**PROBLEM DESCRIPTION:**
Copy each line from the entries below that contains the string "positive".

---------- SUPPLIED INFORMATION

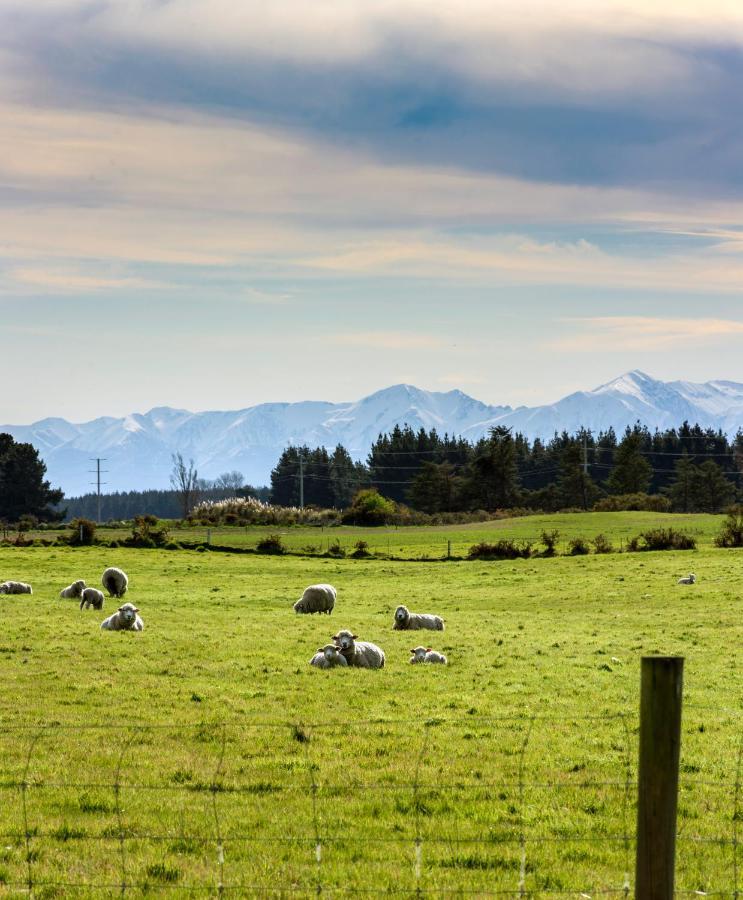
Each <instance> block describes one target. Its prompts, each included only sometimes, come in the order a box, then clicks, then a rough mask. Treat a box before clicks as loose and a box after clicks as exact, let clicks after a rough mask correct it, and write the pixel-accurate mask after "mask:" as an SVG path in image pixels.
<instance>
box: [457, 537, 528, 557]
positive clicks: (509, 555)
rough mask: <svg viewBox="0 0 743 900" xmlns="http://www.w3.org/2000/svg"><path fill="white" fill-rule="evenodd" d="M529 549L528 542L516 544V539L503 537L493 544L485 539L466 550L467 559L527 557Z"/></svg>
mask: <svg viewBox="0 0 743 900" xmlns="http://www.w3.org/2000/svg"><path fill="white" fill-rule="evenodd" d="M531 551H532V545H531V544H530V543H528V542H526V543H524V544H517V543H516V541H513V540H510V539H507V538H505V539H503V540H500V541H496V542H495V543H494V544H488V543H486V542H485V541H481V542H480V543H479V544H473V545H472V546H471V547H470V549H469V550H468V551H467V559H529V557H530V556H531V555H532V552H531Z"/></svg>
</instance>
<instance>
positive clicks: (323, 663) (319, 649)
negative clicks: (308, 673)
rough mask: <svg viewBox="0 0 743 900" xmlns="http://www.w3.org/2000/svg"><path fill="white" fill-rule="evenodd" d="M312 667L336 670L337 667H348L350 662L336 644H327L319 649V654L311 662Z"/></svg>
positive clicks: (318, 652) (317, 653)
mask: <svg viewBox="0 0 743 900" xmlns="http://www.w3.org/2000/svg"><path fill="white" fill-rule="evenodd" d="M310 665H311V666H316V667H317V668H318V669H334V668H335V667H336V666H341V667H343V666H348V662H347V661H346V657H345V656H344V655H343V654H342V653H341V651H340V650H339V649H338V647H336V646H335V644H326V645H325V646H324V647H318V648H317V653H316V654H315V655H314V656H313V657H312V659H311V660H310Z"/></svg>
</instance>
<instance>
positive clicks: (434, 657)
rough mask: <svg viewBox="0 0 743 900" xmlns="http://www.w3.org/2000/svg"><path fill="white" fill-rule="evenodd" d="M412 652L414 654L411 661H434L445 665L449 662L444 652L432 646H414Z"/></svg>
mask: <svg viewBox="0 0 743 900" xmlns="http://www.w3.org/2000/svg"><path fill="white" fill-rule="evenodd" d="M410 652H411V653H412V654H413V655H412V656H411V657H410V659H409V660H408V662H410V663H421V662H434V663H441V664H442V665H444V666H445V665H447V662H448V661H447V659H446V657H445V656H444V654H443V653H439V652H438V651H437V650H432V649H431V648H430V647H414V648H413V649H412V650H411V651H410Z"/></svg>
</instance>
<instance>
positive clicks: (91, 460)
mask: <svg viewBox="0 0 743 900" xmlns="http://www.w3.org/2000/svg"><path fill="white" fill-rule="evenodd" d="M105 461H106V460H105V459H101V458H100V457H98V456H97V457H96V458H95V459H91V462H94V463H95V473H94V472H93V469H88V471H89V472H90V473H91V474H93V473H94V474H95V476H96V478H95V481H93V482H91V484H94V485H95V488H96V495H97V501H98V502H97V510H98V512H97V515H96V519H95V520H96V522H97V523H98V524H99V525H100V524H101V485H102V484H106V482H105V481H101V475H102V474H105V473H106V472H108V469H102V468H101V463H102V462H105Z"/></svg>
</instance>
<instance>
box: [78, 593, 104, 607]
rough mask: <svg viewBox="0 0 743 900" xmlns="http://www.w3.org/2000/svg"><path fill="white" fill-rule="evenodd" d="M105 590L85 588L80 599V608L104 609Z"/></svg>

--------------------

**ANSWER TO THE PROBLEM:**
positive clicks: (509, 555)
positive clicks: (323, 663) (319, 649)
positive clicks: (318, 652) (317, 653)
positive clicks: (434, 657)
positive clicks: (91, 460)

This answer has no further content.